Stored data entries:
- Opening Delimiter -

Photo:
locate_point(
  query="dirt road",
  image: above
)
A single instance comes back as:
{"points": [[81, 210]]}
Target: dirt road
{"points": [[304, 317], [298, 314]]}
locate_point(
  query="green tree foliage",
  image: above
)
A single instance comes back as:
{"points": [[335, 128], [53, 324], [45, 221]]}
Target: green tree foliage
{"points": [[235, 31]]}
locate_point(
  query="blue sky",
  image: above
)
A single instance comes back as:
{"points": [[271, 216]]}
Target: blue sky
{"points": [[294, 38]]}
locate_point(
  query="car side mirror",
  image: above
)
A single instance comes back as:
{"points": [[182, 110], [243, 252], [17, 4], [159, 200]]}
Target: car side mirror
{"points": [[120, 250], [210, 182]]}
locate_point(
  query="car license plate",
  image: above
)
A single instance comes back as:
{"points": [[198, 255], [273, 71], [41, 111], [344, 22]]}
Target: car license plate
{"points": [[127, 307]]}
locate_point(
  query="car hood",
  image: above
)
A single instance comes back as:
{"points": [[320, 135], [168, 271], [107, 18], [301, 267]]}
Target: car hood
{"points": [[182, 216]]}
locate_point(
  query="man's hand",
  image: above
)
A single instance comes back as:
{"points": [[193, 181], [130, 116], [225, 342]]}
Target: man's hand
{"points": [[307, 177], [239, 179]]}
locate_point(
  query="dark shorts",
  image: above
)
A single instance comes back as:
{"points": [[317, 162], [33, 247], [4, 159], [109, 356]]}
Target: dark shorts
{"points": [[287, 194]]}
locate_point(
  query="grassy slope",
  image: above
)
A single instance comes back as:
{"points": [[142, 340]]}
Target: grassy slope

- Closing Delimiter -

### What you have to do
Copy every record once more, exactly as given.

### Answer section
Photo:
locate_point(
  query="dirt road",
  image: above
)
A single instance comes back as:
{"points": [[81, 210]]}
Target: dirt road
{"points": [[304, 317], [298, 314]]}
locate_point(
  query="green tree foliage",
  image: above
)
A single instance comes back as:
{"points": [[335, 128], [53, 324], [45, 221]]}
Target: green tree foliage
{"points": [[235, 31]]}
locate_point(
  query="blue sky",
  image: above
)
A single instance comes back as:
{"points": [[271, 216]]}
Target: blue sky
{"points": [[294, 38]]}
locate_point(
  query="car side mirror",
  image: above
)
A single instance comes back as:
{"points": [[182, 110], [243, 252], [17, 4], [159, 200]]}
Target: car side mirror
{"points": [[120, 250], [210, 182]]}
locate_point(
  query="car license plate",
  image: above
)
A single instance comes back as:
{"points": [[198, 255], [273, 71], [41, 111], [344, 22]]}
Target: car license plate
{"points": [[127, 307]]}
locate_point(
  query="car hood",
  image: above
)
A single instance comes back as:
{"points": [[320, 135], [168, 271], [107, 18], [301, 267]]}
Target: car hood
{"points": [[182, 216]]}
locate_point(
  query="man's hand",
  image: above
)
A single instance comes back as:
{"points": [[193, 181], [130, 116], [225, 342]]}
Target: man's hand
{"points": [[307, 177], [239, 179]]}
locate_point(
  query="dark shorts",
  image: above
)
A single instance comes back as:
{"points": [[317, 162], [33, 247], [4, 159], [109, 356]]}
Target: dark shorts
{"points": [[287, 194]]}
locate_point(
  query="grassy slope",
  image: above
)
A single instance comes back as:
{"points": [[142, 340]]}
Target: grassy slope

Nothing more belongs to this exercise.